Fragmento de la página:
——

20 nov 2017

NACIDO PARA LO DEMONÍACO.

Hay quienes viven arrebatados a su mismo ser por una fuerza todopoderosa, en cierto modo extrahumana, son arrojados a un desgraciado remolino de pasión. Estas personas acaban demasiado pronto su vida, con el alma deshecha y un mortal agotamiento de los sentidos; quizás acaban locos o suicidas; suelen pasar por la vida como un rápido y brillante meteoro, extraños a su época, incomprendidos por su generación y se hunden luego en la sigilosa noche de su misión. Ignoran hacia dónde van; salen del infinito para sumergirse nuevamente en el infinito y, de paso, rozan apenas el mundo real. Los domina una fuerza superior a su propia voluntad, una fuerza nada humana, a la que se sienten encadenados. Su voluntad no cuenta: llenos de angustia, ellos mismos lo reconocen en instantes de clarividencia. Son esclavos. Son posesos, en todo el sentido de la palabra, del poder demoníaco. 
Considerado lo demoníaco como la inquietud, esencial e innata en todo ser humano, que le separa de sí y le arrastra al infinito, hacia lo elemental. Es como si la naturaleza hubiese dejado subsistir una pequeña parte del caos primitivo en cada alma y esa parte se esforzará pasionalmente en retornar al elemento de que salió: lo suprahumano, lo abstracto. Dentro de nosotros, el demonio es el fermento atormentador e inquieto, que impulsa al ser, casi siempre tranquilo, a todo lo que es peligro; exceso, éxtasis, renunciación y hasta anulación de sí.

——

Información mostrada:
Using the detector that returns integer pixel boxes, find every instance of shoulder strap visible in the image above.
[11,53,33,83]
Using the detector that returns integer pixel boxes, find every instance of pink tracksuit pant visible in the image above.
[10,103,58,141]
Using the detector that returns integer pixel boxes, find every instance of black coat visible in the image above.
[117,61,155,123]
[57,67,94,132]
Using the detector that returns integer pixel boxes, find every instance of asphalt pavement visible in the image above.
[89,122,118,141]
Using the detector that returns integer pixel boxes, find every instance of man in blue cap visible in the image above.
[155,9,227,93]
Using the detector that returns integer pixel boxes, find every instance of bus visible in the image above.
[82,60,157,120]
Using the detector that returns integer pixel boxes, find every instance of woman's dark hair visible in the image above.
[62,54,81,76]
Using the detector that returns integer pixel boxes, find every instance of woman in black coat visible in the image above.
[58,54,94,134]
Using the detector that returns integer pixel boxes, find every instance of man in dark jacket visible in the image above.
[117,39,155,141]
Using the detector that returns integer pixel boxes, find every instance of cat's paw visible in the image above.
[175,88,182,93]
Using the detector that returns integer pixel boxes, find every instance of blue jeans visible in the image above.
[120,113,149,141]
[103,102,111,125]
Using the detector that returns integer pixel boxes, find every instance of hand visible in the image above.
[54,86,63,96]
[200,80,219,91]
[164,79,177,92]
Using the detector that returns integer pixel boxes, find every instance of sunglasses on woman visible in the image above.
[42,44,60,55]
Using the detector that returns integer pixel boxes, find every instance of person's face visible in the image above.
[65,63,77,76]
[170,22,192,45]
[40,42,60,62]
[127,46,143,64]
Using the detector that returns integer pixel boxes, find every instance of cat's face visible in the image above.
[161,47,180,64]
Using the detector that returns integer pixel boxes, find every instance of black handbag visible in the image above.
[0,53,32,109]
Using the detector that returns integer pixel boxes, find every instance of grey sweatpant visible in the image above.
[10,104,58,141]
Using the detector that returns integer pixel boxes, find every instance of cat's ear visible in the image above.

——

Instrucciones de trabajo:
A. Según el texto sobre lo demoníaco, ¿cómo suelen pasar por la vida las personas dominadas por esa fuerza?
B. Cita textualmente el pasaje del texto sobre lo demoníaco que empieza con "Hay quienes viven" y sigue hasta "del poder demoníaco.".
Las entradas son un material aparte, independiente del texto.

Soluciones por tarea:
A. Como un rápido y brillante meteoro.

B.
Hay quienes viven arrebatados a su mismo ser por una fuerza todopoderosa, en cierto modo extrahumana, son arrojados a un desgraciado remolino de pasión. Estas personas acaban demasiado pronto su vida, con el alma deshecha y un mortal agotamiento de los sentidos; quizás acaban locos o suicidas; suelen pasar por la vida como un rápido y brillante meteoro, extraños a su época, incomprendidos por su generación y se hunden luego en la sigilosa noche de su misión. Ignoran hacia dónde van; salen del infinito para sumergirse nuevamente en el infinito y, de paso, rozan apenas el mundo real. Los domina una fuerza superior a su propia voluntad, una fuerza nada humana, a la que se sienten encadenados. Su voluntad no cuenta: llenos de angustia, ellos mismos lo reconocen en instantes de clarividencia. Son esclavos. Son posesos, en todo el sentido de la palabra, del poder demoníaco.